§ **EXERCISE INSTRUCTIONS**
Each line of the data has to be retyped exactly as it is.

§ **EXTRACTED DATA**
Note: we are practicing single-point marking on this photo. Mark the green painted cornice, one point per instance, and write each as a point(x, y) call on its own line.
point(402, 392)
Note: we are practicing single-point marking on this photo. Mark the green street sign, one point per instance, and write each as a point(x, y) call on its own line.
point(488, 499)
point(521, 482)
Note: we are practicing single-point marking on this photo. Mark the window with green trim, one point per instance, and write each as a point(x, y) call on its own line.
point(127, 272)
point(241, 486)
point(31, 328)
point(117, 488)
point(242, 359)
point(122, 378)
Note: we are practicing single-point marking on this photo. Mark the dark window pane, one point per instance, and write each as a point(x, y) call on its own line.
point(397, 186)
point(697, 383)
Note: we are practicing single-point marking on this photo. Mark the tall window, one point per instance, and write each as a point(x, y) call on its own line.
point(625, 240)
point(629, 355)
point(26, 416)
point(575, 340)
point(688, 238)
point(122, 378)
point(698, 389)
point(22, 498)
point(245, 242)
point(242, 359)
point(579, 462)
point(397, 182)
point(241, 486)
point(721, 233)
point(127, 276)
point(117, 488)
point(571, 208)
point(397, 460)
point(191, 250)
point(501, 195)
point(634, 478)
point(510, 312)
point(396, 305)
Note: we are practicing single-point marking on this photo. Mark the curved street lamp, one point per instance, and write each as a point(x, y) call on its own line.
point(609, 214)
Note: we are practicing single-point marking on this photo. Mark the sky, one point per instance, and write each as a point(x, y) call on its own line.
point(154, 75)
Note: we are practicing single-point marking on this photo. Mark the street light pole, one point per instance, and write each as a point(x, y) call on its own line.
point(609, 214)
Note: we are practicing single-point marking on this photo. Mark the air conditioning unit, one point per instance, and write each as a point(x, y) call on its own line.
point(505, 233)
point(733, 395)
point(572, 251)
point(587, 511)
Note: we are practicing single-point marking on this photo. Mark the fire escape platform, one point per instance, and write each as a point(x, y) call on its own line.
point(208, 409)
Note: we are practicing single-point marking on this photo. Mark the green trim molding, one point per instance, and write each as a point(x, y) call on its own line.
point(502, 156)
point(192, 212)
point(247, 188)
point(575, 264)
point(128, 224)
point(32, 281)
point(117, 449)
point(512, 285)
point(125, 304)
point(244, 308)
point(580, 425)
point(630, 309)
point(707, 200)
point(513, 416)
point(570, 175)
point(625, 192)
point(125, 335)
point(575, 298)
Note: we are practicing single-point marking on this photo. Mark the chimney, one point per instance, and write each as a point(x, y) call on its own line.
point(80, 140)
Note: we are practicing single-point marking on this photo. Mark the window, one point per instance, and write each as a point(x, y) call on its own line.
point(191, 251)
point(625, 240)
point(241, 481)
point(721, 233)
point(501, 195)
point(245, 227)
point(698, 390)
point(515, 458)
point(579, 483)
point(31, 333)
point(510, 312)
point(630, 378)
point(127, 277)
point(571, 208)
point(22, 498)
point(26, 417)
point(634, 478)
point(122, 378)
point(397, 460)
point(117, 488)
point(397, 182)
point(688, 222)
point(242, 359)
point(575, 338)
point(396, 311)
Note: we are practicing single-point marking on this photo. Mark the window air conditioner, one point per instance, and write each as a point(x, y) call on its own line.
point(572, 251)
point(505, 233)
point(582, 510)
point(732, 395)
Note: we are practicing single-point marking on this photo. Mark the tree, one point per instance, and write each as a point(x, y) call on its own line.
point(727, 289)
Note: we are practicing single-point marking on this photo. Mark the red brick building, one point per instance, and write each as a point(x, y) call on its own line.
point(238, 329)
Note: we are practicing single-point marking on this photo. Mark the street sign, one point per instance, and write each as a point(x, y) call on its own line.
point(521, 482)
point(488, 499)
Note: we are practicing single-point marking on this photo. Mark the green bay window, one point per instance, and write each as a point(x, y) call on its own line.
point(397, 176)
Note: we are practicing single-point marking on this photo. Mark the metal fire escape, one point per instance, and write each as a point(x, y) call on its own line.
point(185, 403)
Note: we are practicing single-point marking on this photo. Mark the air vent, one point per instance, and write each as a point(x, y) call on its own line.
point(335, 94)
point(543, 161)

§ **ANSWER TO THE EXERCISE**
Note: we are practicing single-point marking on this photo. Mark the green painted cornice, one point per instance, and write each as a point(x, y) call on its own line.
point(402, 392)
Note: we are practicing single-point marking on this photo. Mark the green street sign, one point per instance, and write each as a point(x, y) call on its own line.
point(488, 499)
point(521, 482)
Note: we are practicing single-point marking on this photo. Mark the window with green trim, one point per instance, and write each as a point(x, y) call on its own line.
point(127, 272)
point(241, 486)
point(31, 328)
point(117, 488)
point(242, 359)
point(122, 378)
Note: we are practicing single-point marking on this photo. Mark the dark window pane, one point per instance, and write each as a point(x, y) call on its own line.
point(397, 186)
point(697, 383)
Note: we are practicing single-point marking on this photo. Mark the tall window, one point per instance, and write each as a point(x, y) call on its own line.
point(625, 240)
point(629, 355)
point(26, 416)
point(575, 340)
point(688, 238)
point(122, 378)
point(698, 389)
point(22, 498)
point(245, 242)
point(242, 359)
point(579, 462)
point(397, 182)
point(241, 486)
point(721, 233)
point(127, 276)
point(117, 488)
point(571, 208)
point(397, 460)
point(191, 250)
point(501, 195)
point(634, 478)
point(510, 312)
point(396, 305)
Note: we are practicing single-point marking on this photo. Mark the curved street lamp, one point per instance, and write each as a point(x, y) call on its own line.
point(609, 214)
Note: we are practicing single-point marking on this photo. Mark the sky, one point per instance, and write each as a point(x, y) call on its own line.
point(154, 75)
Note: we are practicing single-point marking on this photo. Mark the street light pole, one point per instance, and write each as a point(x, y) call on its own line.
point(609, 214)
Note: we are practicing single-point marking on this photo. Mark the air conditioning unit, one point per instance, and write each as a point(x, y) call on its own line.
point(505, 233)
point(733, 395)
point(572, 251)
point(587, 511)
Note: we are practicing single-point marking on this photo. Mark the fire escape platform, one point per instance, and write each as a point(x, y) call on its own line.
point(208, 409)
Note: we are practicing single-point marking on this photo. Mark the green trim molding, one point per instance, and write each as a point(x, y) call on its own line.
point(502, 156)
point(192, 212)
point(247, 188)
point(575, 264)
point(128, 224)
point(32, 281)
point(117, 449)
point(512, 285)
point(125, 304)
point(244, 308)
point(580, 425)
point(630, 309)
point(707, 200)
point(513, 416)
point(570, 175)
point(625, 192)
point(125, 335)
point(575, 298)
Note: we are practicing single-point marking on this photo. Mark the chimney, one point per instance, and write each as a point(x, y) call on its own line.
point(80, 140)
Note: we are practicing single-point marking on this photo. Mark the window, one point per instance, and write each as a point(x, y) call on its own line.
point(191, 251)
point(625, 240)
point(241, 481)
point(721, 233)
point(501, 195)
point(245, 227)
point(698, 390)
point(515, 458)
point(579, 483)
point(31, 333)
point(510, 312)
point(630, 378)
point(127, 277)
point(571, 208)
point(22, 498)
point(26, 417)
point(634, 478)
point(122, 378)
point(397, 460)
point(117, 488)
point(397, 182)
point(688, 222)
point(242, 359)
point(575, 338)
point(396, 311)
Note: we are practicing single-point marking on this photo. Mark the window air conditioner, one point per instance, and write each as a point(x, y) call on its own line.
point(572, 251)
point(505, 233)
point(582, 510)
point(732, 395)
Note: we are practicing single-point marking on this photo. Mark the tree, one point per instance, and write each as a point(x, y) call on its own line.
point(727, 289)
Note: we are practicing single-point marking on this photo. Mark the red brick building, one point per instance, and write each as a point(x, y) call on its own line.
point(238, 329)
Note: we are practicing single-point marking on this photo. Mark the street sign, one point per instance, and write each as a point(x, y) call on its own line.
point(521, 482)
point(488, 499)
Note: we are practicing single-point marking on this photo. Mark the green bay window, one point per instance, and write each as a point(x, y) call on its own line.
point(397, 176)
Note: we are practicing single-point marking on this photo. Mark the metal fire escape, one point per instance, and write each as a point(x, y) call on its own line.
point(185, 403)
Note: we are practicing single-point marking on this photo. Mark the air vent, one point per instance, and write each as a point(x, y) call on its own line.
point(335, 94)
point(543, 161)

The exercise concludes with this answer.